# Passage provided
The Strawbs were an English progressive rock band from London. Formed in early 1963 as the Strawberry Hill Boys, the group was originally an acoustic trio consisting of Dave Cousins on vocals, guitar and banjo; Tony Hooper on vocals, guitar and percussion; and Arthur Phillips on mandolin and vocals. The band's final lineup included Cousins (a constant member, save for a brief period in 1980), guitarist and vocalist Dave Lambert (from 1972 to 1978, 1999 to 2001, and since 2004), bassist and vocalist Chas Cronk (from 1973 to 1980, and since 2004), drummer Tony Fernandez (from 1977 to 1980, 2010 to 2012, and since 2014), and keyboardist and guitarist Dave Bainbridge (since 2015)

==History==

===1963–1972===
The Strawbs were formed as the Strawberry Hill Boys in early 1963, made up of Dave Cousins on vocals, guitar and banjo; Tony Hooper on guitar, percussion and vocals; and Arthur Phillips on mandolin and vocals. In June 1964, Phillips left and double bassist "Talking" John Berry took over as the band's third member. Berry was replaced by Ron Chesterman in the autumn of 1966. Early the next summer, singer-songwriter Sandy Denny joined the band to make it a four-piece for the first time, with the quartet recording All Our Own Work that July. Denny had left by the end of the year, with Sonja Kristina taking her place for one show before the group reverted to a trio.

Cousins, Hooper and Chesterman released Strawbs' self-titled debut album in May 1969. In August, the group became a quartet again with the addition of Claire Deniz as their first cellist. This lineup recorded Dragonfly, which was issued in February 1970 after Deniz had been replaced by Lindsay L. Cooper. The next month, the group added Rick Wakeman as their first keyboardist. Just a few weeks later, Chesterman left the band and Cooper took over on bass. By the beginning of May, Elmer Gantry's Velvet Opera members John Ford and Richard Hudson had joined the group on bass and drums, respectively, as their style moved away from being primarily acoustic.

After releasing live album Just a Collection of Antiques and Curios and studio album From the Witchwood, Wakeman left Strawbs in August 1971 to join Yes. He was replaced by Derek "Blue" Weaver of Fair Weather. Grave New World followed in early 1972, before founding member Tony Hooper left that August. In a 1991 interview, Hooper credited his departure to musical differences, recalling that "I felt that we were the best at what we did ... But there was pressure to succeed in America, and that entailed a move towards rock. I considered that to move in that direction would be to move into competition with many bands who were very good at what they did".

# Collected data
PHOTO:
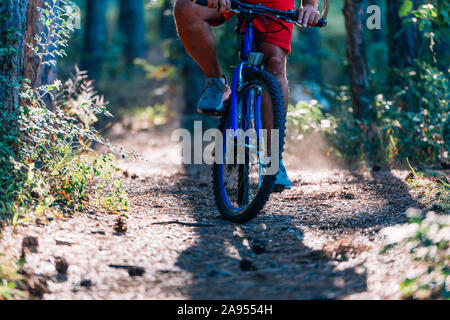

# Written tasks
(a) In the Strawbs passage, which band did Rick Wakeman leave Strawbs to join in August 1971?
(b) From the Strawbs passage, extract the text starting at "The Strawbs were an" and ending at "Bainbridge (since 2015)".
Rely on the Strawbs passage alone, not on the data.

# Outputs for the tasks
(a) Yes

(b)
The Strawbs were an English progressive rock band from London. Formed in early 1963 as the Strawberry Hill Boys, the group was originally an acoustic trio consisting of Dave Cousins on vocals, guitar and banjo; Tony Hooper on vocals, guitar and percussion; and Arthur Phillips on mandolin and vocals. The band's final lineup included Cousins (a constant member, save for a brief period in 1980), guitarist and vocalist Dave Lambert (from 1972 to 1978, 1999 to 2001, and since 2004), bassist and vocalist Chas Cronk (from 1973 to 1980, and since 2004), drummer Tony Fernandez (from 1977 to 1980, 2010 to 2012, and since 2014), and keyboardist and guitarist Dave Bainbridge (since 2015)